** Begin ENTRIES **
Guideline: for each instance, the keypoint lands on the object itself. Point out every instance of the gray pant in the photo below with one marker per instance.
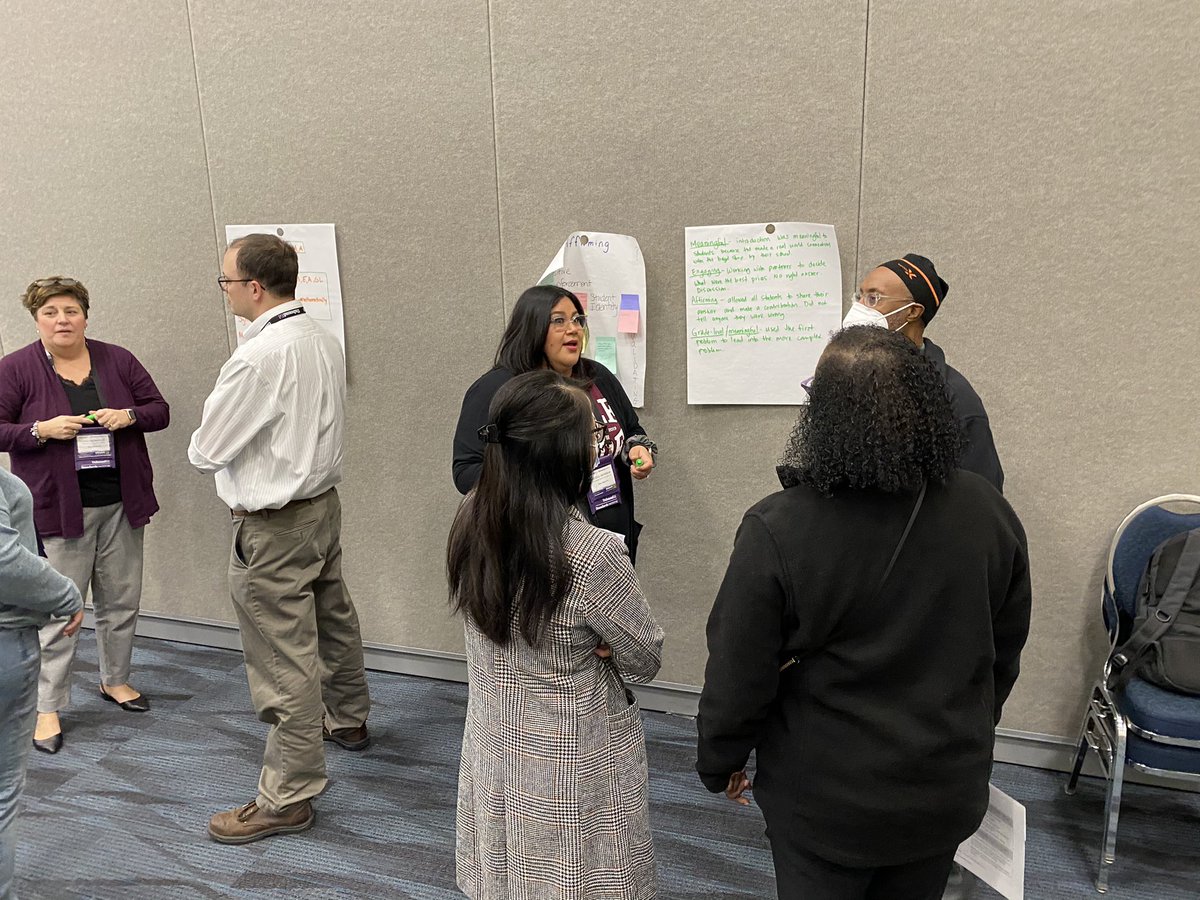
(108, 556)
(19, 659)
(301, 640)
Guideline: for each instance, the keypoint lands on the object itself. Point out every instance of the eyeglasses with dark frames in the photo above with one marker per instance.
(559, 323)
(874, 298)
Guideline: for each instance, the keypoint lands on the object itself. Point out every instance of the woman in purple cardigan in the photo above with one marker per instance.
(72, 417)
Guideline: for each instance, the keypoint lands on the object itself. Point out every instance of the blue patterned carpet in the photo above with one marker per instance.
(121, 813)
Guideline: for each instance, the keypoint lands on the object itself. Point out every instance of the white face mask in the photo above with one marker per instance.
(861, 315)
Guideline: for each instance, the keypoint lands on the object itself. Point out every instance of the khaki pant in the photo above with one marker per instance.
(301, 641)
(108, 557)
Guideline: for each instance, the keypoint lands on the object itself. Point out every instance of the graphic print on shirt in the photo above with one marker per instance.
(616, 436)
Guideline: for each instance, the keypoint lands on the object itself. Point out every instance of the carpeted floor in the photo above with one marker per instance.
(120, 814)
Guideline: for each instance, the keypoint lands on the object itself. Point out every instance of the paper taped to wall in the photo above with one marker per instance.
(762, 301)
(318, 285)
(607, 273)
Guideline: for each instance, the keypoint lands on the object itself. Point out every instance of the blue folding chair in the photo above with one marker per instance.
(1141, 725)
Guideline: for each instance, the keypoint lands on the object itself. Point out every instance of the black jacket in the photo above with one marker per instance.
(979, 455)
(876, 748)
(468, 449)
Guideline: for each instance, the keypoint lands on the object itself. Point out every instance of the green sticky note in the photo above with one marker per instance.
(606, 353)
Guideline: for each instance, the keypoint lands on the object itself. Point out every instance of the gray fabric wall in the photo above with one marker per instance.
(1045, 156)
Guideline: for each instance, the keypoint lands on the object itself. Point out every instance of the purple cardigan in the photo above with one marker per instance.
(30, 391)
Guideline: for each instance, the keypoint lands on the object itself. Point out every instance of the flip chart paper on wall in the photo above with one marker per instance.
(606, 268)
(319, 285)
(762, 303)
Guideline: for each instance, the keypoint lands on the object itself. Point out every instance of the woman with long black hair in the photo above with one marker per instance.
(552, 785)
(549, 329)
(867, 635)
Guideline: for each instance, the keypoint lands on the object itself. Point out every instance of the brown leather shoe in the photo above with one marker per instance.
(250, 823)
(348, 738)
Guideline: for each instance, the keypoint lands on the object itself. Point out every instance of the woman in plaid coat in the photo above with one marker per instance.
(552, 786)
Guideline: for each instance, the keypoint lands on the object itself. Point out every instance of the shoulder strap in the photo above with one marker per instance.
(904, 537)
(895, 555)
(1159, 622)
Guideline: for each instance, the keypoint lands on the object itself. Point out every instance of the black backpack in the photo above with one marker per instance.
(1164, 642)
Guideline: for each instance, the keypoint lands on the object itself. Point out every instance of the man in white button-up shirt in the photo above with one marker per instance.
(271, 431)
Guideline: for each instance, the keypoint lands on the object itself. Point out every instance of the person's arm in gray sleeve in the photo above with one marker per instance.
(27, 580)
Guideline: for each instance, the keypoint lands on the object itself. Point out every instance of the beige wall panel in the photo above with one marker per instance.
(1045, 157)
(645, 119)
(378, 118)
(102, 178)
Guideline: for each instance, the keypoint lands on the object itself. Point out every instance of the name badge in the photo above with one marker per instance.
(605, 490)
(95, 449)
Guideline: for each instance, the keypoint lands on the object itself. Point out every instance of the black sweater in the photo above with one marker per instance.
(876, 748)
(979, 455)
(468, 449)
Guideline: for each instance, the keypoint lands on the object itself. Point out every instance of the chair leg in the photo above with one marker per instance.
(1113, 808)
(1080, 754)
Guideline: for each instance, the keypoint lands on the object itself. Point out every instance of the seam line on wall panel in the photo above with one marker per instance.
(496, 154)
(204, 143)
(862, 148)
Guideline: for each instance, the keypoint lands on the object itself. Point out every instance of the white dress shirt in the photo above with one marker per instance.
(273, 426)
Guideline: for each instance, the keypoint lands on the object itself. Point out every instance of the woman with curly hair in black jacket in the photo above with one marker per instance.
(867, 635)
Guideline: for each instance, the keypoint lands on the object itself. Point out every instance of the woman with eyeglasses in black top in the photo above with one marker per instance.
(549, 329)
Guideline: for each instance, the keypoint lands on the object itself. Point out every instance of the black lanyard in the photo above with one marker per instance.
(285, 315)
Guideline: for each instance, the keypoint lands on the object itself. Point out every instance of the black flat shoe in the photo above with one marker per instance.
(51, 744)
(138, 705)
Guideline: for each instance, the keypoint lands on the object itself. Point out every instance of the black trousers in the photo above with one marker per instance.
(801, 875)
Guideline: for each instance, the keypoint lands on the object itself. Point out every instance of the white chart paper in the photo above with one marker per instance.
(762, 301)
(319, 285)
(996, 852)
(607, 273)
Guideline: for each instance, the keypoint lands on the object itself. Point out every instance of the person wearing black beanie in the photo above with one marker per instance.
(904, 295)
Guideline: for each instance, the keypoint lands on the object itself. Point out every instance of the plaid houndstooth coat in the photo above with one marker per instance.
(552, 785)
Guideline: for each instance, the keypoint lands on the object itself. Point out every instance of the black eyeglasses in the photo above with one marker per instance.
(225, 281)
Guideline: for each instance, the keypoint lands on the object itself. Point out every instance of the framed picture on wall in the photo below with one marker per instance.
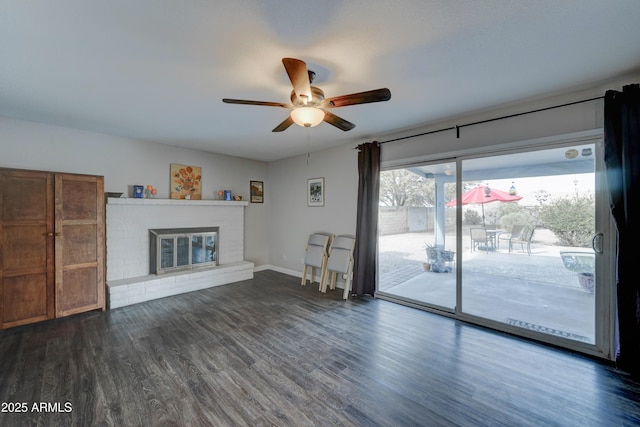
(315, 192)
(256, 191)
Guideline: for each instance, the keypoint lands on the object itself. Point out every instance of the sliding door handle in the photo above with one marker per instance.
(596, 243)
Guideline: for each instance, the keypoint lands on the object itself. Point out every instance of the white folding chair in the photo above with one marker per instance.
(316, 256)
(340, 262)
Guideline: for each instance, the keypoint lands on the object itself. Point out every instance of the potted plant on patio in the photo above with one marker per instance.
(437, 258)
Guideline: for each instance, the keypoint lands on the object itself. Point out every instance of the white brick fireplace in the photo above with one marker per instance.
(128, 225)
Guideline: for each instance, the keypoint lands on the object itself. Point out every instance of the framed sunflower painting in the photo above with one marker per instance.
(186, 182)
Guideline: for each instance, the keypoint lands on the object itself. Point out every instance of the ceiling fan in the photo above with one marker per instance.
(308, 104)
** End ENTRIES **
— EXERCISE GOAL —
Begin at the line that contains "of the ceiling" and stop after the last line of the data. Reproduce each of those lines, requests included, multiplying every point coordinate in the answers by 1.6 and rounding to whole numbers, with halves rounded up.

— OUTPUT —
Guideline: for each instance, the keypoint lands on the object itself. Point out every instance of the ceiling fan in the photo above with one marker per instance.
(493, 166)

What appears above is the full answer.